- **WORK INSTRUCTIONS**
Present each line of the entries below that holds the word "order".

- **EXERCISE MATERIAL**
__________
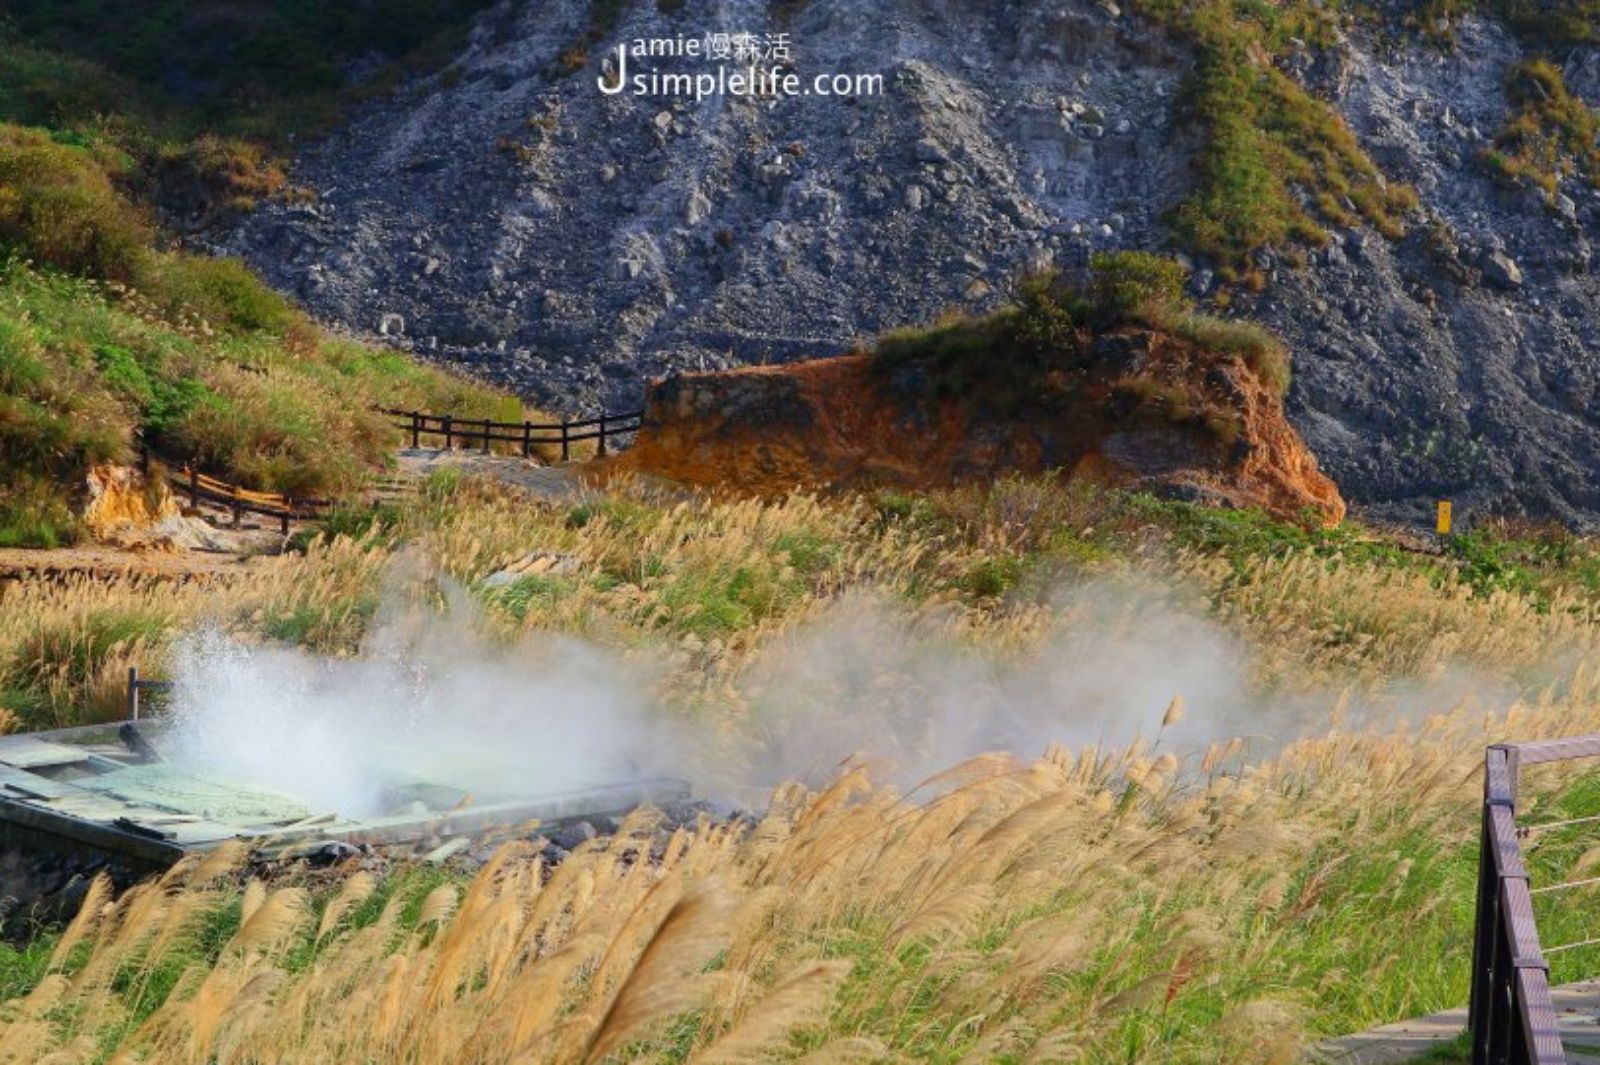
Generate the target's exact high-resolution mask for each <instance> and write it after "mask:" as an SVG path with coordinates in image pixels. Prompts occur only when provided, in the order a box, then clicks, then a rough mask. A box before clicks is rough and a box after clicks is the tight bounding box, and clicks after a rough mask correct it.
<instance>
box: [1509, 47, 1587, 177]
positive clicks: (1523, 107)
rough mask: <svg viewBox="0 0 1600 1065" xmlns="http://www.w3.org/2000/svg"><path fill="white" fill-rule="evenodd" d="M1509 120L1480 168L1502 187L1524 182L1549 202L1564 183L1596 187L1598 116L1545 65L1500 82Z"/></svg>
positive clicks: (1529, 62)
mask: <svg viewBox="0 0 1600 1065" xmlns="http://www.w3.org/2000/svg"><path fill="white" fill-rule="evenodd" d="M1506 99H1507V101H1509V102H1510V107H1512V115H1510V118H1509V120H1507V123H1506V126H1504V128H1501V131H1499V133H1498V134H1494V141H1493V147H1490V149H1488V150H1485V152H1483V155H1482V160H1483V163H1485V165H1486V166H1488V168H1490V170H1491V171H1494V173H1496V174H1499V176H1502V178H1506V179H1507V181H1512V182H1515V181H1528V182H1531V184H1534V185H1538V187H1539V189H1542V190H1544V193H1546V197H1547V198H1550V200H1554V198H1555V195H1557V193H1558V192H1560V187H1562V182H1563V181H1565V179H1568V178H1574V176H1576V178H1584V179H1587V181H1589V182H1590V184H1592V185H1595V187H1600V142H1597V141H1600V115H1595V112H1594V110H1592V109H1590V107H1589V104H1587V102H1584V99H1582V98H1579V96H1574V94H1573V93H1571V91H1570V90H1568V88H1566V82H1565V80H1563V78H1562V70H1560V67H1557V66H1555V64H1552V62H1549V61H1546V59H1533V61H1528V62H1520V64H1517V66H1515V67H1512V70H1510V75H1509V77H1507V82H1506Z"/></svg>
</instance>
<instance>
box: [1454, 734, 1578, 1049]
mask: <svg viewBox="0 0 1600 1065" xmlns="http://www.w3.org/2000/svg"><path fill="white" fill-rule="evenodd" d="M1595 756H1600V736H1579V737H1573V739H1562V740H1542V742H1536V744H1496V745H1494V747H1490V748H1488V753H1486V756H1485V763H1483V843H1482V851H1480V856H1478V918H1477V934H1475V937H1474V943H1472V1006H1470V1011H1469V1022H1467V1023H1469V1028H1470V1033H1472V1065H1566V1051H1565V1049H1563V1047H1562V1035H1560V1028H1558V1027H1557V1020H1555V1006H1554V1003H1552V999H1550V963H1549V961H1546V958H1547V955H1554V953H1558V951H1565V950H1576V948H1579V947H1589V945H1594V943H1600V940H1579V942H1573V943H1562V945H1558V947H1549V948H1546V950H1541V948H1539V929H1538V926H1536V921H1534V913H1533V897H1534V895H1536V894H1549V892H1555V891H1568V889H1573V887H1581V886H1584V884H1587V883H1597V878H1587V880H1574V881H1566V883H1560V884H1547V886H1539V887H1538V889H1534V887H1531V886H1530V883H1528V865H1526V862H1525V860H1523V854H1522V840H1523V838H1525V836H1526V835H1528V833H1530V832H1531V830H1534V828H1554V827H1557V825H1574V824H1582V822H1590V820H1600V817H1576V819H1570V820H1562V822H1546V824H1541V825H1522V827H1518V825H1517V779H1518V774H1520V771H1522V769H1523V768H1526V766H1538V764H1542V763H1550V761H1568V760H1573V758H1595Z"/></svg>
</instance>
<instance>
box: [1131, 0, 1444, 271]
mask: <svg viewBox="0 0 1600 1065" xmlns="http://www.w3.org/2000/svg"><path fill="white" fill-rule="evenodd" d="M1136 6H1138V10H1139V11H1142V13H1144V14H1147V16H1149V18H1152V19H1155V21H1157V22H1160V24H1163V26H1166V27H1168V29H1170V30H1171V32H1173V34H1176V35H1179V37H1181V38H1184V40H1186V42H1187V43H1189V45H1190V46H1192V48H1194V53H1195V62H1194V67H1192V70H1190V74H1189V77H1187V80H1186V83H1184V90H1182V98H1181V99H1182V106H1184V109H1186V110H1187V115H1189V118H1190V120H1192V122H1194V123H1195V126H1197V128H1198V130H1200V133H1202V138H1203V142H1202V147H1200V152H1198V155H1197V158H1195V185H1194V190H1192V192H1190V193H1189V197H1187V198H1186V200H1184V201H1182V203H1181V205H1179V206H1178V209H1176V211H1174V214H1173V219H1171V224H1173V233H1174V237H1176V238H1178V241H1179V243H1181V245H1182V246H1186V248H1189V249H1190V251H1194V253H1197V254H1202V256H1206V257H1210V259H1213V261H1214V262H1216V264H1218V270H1219V273H1221V275H1222V277H1224V280H1242V281H1246V283H1250V285H1253V286H1258V285H1261V283H1262V277H1261V273H1259V269H1258V267H1256V265H1254V262H1253V256H1254V253H1256V251H1259V249H1261V248H1269V246H1278V248H1282V246H1288V245H1294V243H1312V245H1315V243H1322V241H1325V240H1326V232H1325V229H1323V225H1325V224H1334V225H1352V224H1355V222H1357V221H1363V219H1365V221H1366V222H1370V224H1371V225H1374V227H1376V229H1378V230H1379V232H1382V233H1386V235H1390V237H1395V235H1398V233H1400V232H1402V229H1403V227H1402V221H1400V219H1402V216H1403V214H1405V213H1406V211H1410V209H1411V208H1414V206H1416V193H1414V192H1411V190H1410V189H1406V187H1403V185H1400V184H1390V182H1387V181H1384V178H1382V174H1381V173H1379V170H1378V166H1376V165H1374V163H1373V162H1371V158H1370V157H1368V155H1366V152H1365V150H1363V149H1362V146H1360V142H1358V141H1357V139H1355V134H1354V133H1352V131H1350V128H1349V126H1347V125H1346V123H1344V120H1342V118H1341V117H1339V114H1338V112H1336V110H1334V109H1333V107H1330V106H1328V104H1326V102H1323V101H1320V99H1317V98H1315V96H1312V94H1309V93H1307V91H1306V90H1304V88H1301V85H1299V83H1298V82H1294V78H1291V77H1290V75H1286V74H1283V70H1280V69H1278V67H1277V66H1274V64H1272V62H1270V59H1272V58H1275V56H1280V54H1283V53H1285V51H1286V50H1290V48H1294V46H1299V45H1296V42H1310V43H1314V45H1315V43H1325V42H1328V40H1331V37H1333V30H1334V18H1336V16H1334V13H1333V6H1331V5H1310V3H1282V5H1264V3H1256V2H1254V0H1197V2H1194V3H1179V2H1178V0H1136ZM1347 205H1354V206H1355V209H1354V211H1352V209H1350V208H1349V206H1347Z"/></svg>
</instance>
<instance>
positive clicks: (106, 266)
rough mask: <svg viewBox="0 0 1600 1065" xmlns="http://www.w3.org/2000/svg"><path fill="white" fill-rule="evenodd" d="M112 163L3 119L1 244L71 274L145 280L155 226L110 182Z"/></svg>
mask: <svg viewBox="0 0 1600 1065" xmlns="http://www.w3.org/2000/svg"><path fill="white" fill-rule="evenodd" d="M110 162H112V160H109V158H106V157H96V155H93V154H91V152H86V150H83V149H77V147H67V146H62V144H56V142H54V141H51V139H50V136H46V134H45V133H42V131H37V130H22V128H18V126H3V125H0V245H3V246H8V248H10V249H11V251H14V253H16V254H21V256H26V257H29V259H32V261H34V262H37V264H40V265H50V267H56V269H61V270H67V272H69V273H78V275H83V277H96V278H104V280H115V281H125V283H134V281H142V280H146V277H147V273H149V265H150V251H149V248H150V243H152V240H154V232H152V230H150V227H149V225H147V224H146V221H144V219H142V217H141V216H139V214H138V211H134V209H133V208H131V206H130V205H128V201H126V200H123V197H122V195H118V192H117V190H115V187H114V185H112V176H110V171H109V165H110Z"/></svg>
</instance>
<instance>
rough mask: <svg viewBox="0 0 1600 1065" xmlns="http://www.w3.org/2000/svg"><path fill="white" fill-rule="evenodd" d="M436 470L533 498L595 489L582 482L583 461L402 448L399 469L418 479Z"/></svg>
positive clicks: (418, 479) (559, 498)
mask: <svg viewBox="0 0 1600 1065" xmlns="http://www.w3.org/2000/svg"><path fill="white" fill-rule="evenodd" d="M438 470H459V472H461V473H462V475H466V477H490V478H494V480H496V481H501V483H502V485H510V486H512V488H520V489H522V491H525V493H528V494H530V496H533V497H534V499H542V501H547V502H576V501H581V499H584V497H587V496H590V494H594V489H592V488H590V486H589V485H586V483H584V478H582V464H576V462H573V464H566V465H541V464H539V462H536V461H533V459H517V457H506V456H498V454H482V453H477V451H432V449H427V448H421V449H410V448H408V449H403V451H402V453H400V472H402V473H403V475H405V477H411V478H414V480H418V481H421V480H424V478H427V475H429V473H435V472H438Z"/></svg>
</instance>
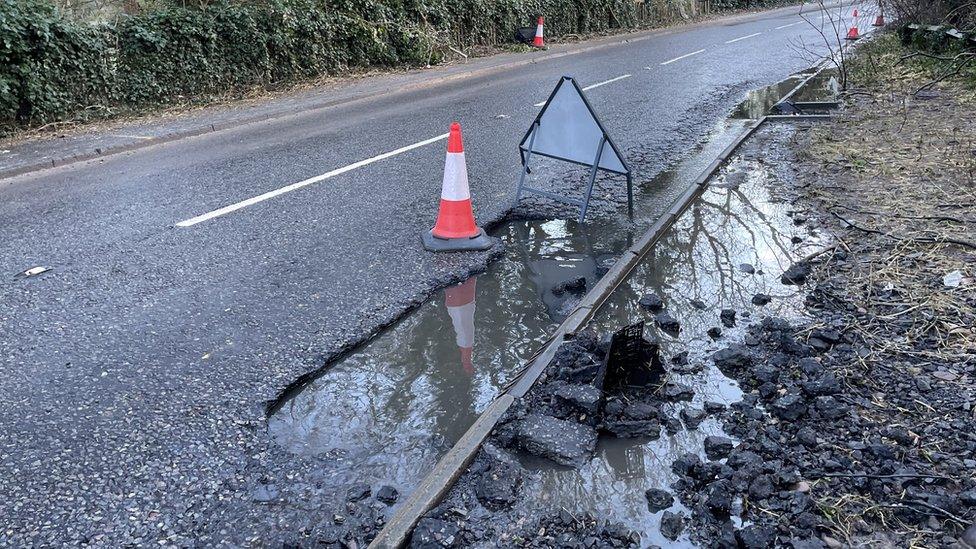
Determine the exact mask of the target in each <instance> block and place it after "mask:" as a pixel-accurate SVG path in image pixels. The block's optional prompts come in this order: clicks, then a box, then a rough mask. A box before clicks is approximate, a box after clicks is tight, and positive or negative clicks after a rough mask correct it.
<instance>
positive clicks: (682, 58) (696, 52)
__________
- **RESPONSE TO THE TASK**
Generate the target's exact high-resolution mask for each <instance> and write it after "mask:" as an SVG path with coordinates in image pixels. Prompts occur only when provided, in the order a box, then clicks, then a rough mask. A box before clicks is rough and a box after clicks is the tight bounding box, and clicks after a rough mask correct it.
Determine the exact mask of the target in each <instance> block and place it after "mask:" as a pixel-accurate SVG path in image pixels. The block's optional prompts come in this order: clicks, then a box, then a rough mask. A box before clicks is approximate, a box after clicks is tight, and positive or negative clicks after a rough mask correct it.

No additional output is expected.